Collected data:
————————

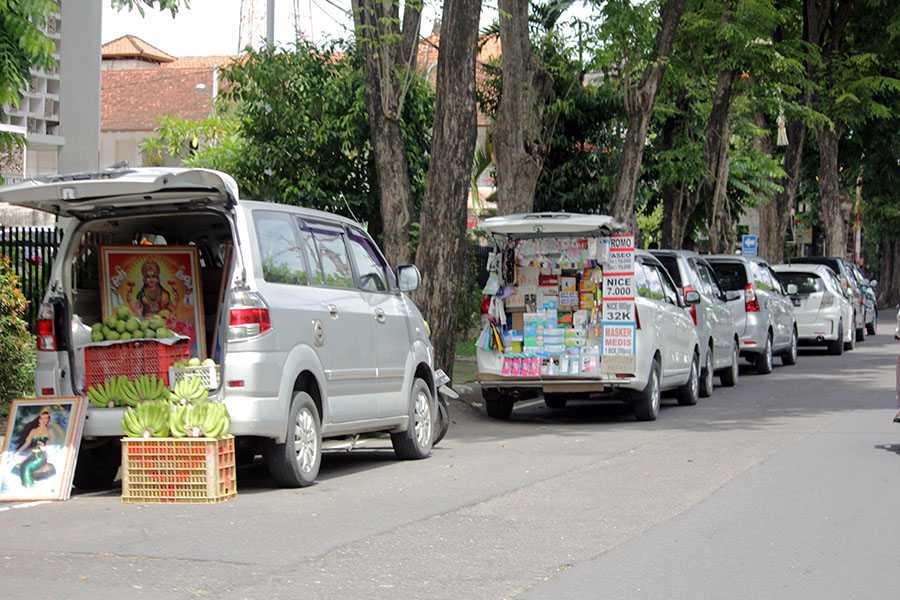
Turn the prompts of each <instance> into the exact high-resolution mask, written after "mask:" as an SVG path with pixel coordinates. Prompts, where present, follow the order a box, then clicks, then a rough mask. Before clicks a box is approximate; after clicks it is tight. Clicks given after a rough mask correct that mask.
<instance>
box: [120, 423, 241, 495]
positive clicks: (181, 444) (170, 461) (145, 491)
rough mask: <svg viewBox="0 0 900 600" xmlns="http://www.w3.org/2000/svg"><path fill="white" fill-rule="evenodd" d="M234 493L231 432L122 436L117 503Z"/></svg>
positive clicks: (236, 472)
mask: <svg viewBox="0 0 900 600" xmlns="http://www.w3.org/2000/svg"><path fill="white" fill-rule="evenodd" d="M236 495H237V470H236V460H235V454H234V436H228V437H225V438H222V439H211V438H146V439H145V438H124V439H123V440H122V501H123V502H127V503H135V504H149V503H152V504H183V503H187V504H193V503H201V504H210V503H216V502H225V501H226V500H229V499H231V498H233V497H234V496H236Z"/></svg>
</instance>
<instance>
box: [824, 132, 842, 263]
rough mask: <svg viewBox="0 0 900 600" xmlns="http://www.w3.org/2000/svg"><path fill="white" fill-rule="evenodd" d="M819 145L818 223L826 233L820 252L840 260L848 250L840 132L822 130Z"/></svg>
mask: <svg viewBox="0 0 900 600" xmlns="http://www.w3.org/2000/svg"><path fill="white" fill-rule="evenodd" d="M817 137H818V143H819V221H820V222H821V224H822V230H823V231H824V233H825V242H824V247H823V248H822V251H823V253H824V254H825V255H826V256H839V257H841V258H843V256H844V254H845V253H846V250H847V242H846V229H847V224H846V223H845V221H844V211H843V209H842V207H841V190H840V180H839V175H838V141H839V140H840V133H839V132H838V131H837V130H835V129H829V128H827V127H823V128H822V129H821V130H820V131H819V134H818V136H817Z"/></svg>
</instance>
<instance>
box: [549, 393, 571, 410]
mask: <svg viewBox="0 0 900 600" xmlns="http://www.w3.org/2000/svg"><path fill="white" fill-rule="evenodd" d="M567 402H568V400H567V399H566V397H565V396H561V395H559V394H544V404H546V405H547V408H551V409H553V410H562V409H563V408H565V407H566V403H567Z"/></svg>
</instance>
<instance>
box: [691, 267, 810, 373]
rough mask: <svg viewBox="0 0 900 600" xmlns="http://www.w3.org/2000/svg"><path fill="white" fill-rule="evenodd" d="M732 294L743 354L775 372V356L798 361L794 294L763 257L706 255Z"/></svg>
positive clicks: (728, 306) (742, 351) (726, 286)
mask: <svg viewBox="0 0 900 600" xmlns="http://www.w3.org/2000/svg"><path fill="white" fill-rule="evenodd" d="M705 258H706V260H707V262H708V263H709V264H710V266H712V268H713V270H714V271H715V272H716V277H717V278H718V280H719V284H720V286H721V287H722V288H723V291H724V292H725V295H726V297H727V298H728V307H729V309H730V310H731V314H732V315H733V316H734V321H735V325H736V326H737V331H738V334H739V336H740V341H741V355H742V356H744V357H746V358H748V359H749V360H750V361H751V362H753V363H754V365H756V370H757V372H758V373H762V374H767V373H771V372H772V366H773V362H774V361H773V357H774V356H775V355H776V354H777V355H780V356H781V362H782V364H784V365H793V364H796V362H797V340H798V335H797V319H796V317H795V315H794V305H793V303H792V302H791V299H790V294H794V293H796V291H797V290H796V289H793V287H791V289H788V290H785V289H783V288H782V286H781V283H780V282H779V281H778V278H777V277H776V275H775V273H774V272H773V271H772V268H771V267H770V266H769V264H768V263H766V261H764V260H762V259H760V258H750V257H746V256H735V255H729V254H717V255H713V256H707V257H705Z"/></svg>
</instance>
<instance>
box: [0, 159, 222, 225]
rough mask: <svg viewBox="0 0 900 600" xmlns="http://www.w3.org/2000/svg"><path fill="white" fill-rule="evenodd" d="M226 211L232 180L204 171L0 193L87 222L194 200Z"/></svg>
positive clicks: (64, 178)
mask: <svg viewBox="0 0 900 600" xmlns="http://www.w3.org/2000/svg"><path fill="white" fill-rule="evenodd" d="M198 197H202V198H203V199H204V201H205V202H206V203H207V204H209V203H212V204H222V205H223V206H224V207H229V206H230V205H231V204H232V203H233V202H234V201H235V200H236V199H237V197H238V191H237V184H236V183H235V182H234V179H232V178H231V177H230V176H228V175H226V174H224V173H220V172H217V171H211V170H208V169H180V168H171V169H166V168H152V169H144V168H142V169H119V170H111V171H102V172H99V173H80V174H74V175H59V176H53V177H42V178H37V179H30V180H28V181H25V182H23V183H20V184H17V185H11V186H5V187H2V188H0V202H6V203H8V204H12V205H15V206H22V207H25V208H30V209H34V210H40V211H43V212H48V213H52V214H55V215H57V216H59V217H74V218H76V219H84V218H89V217H90V216H91V215H92V214H94V213H96V212H98V211H103V210H107V209H127V208H128V207H132V206H134V207H137V206H140V207H142V208H144V209H147V208H151V209H152V207H153V205H154V204H159V205H172V204H177V203H179V201H181V202H190V201H196V200H197V199H198Z"/></svg>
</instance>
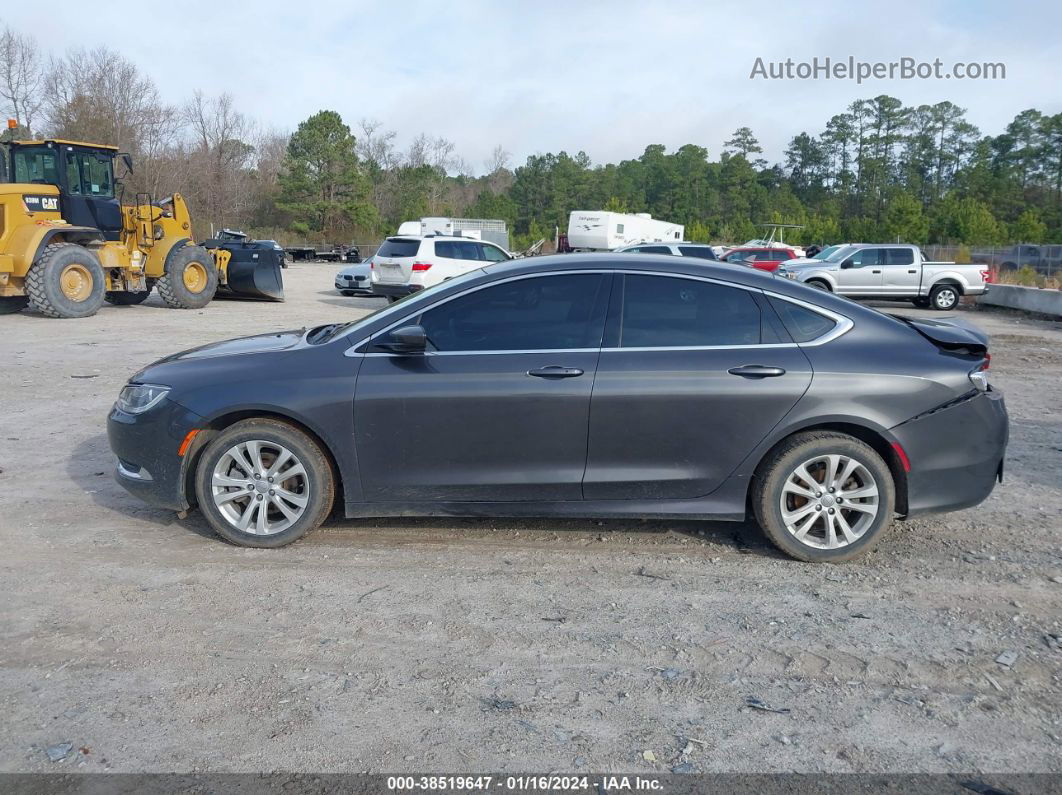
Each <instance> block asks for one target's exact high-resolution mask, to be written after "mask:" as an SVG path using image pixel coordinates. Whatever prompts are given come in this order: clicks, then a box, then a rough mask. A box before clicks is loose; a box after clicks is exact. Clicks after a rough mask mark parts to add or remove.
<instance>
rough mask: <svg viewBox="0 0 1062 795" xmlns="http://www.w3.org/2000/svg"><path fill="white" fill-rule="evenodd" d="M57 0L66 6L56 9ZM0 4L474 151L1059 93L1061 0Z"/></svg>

————————

Activity |
Please convert the material, from its start up to and including the line containing "positive clicks: (181, 444)", into a Markdown table with the columns "No." and "Text", skipping blank lines. Omit the pictures.

Reply |
| No. | Text |
|---|---|
| 1 | Turn the prompts of each <instance> into the exact high-resolution mask, written after "mask:" as an SVG path with pixel coordinates. Prompts, where present, follow the order a box, then clicks, then a rough mask. Before clicks a box is approximate; after clicks it is tight. Clicks given after a rough mask correct that mask. |
| 2 | <instance> |
| 3 | box: [120, 423, 241, 495] |
| 4 | positive clicks: (181, 444) (170, 461) (145, 491) |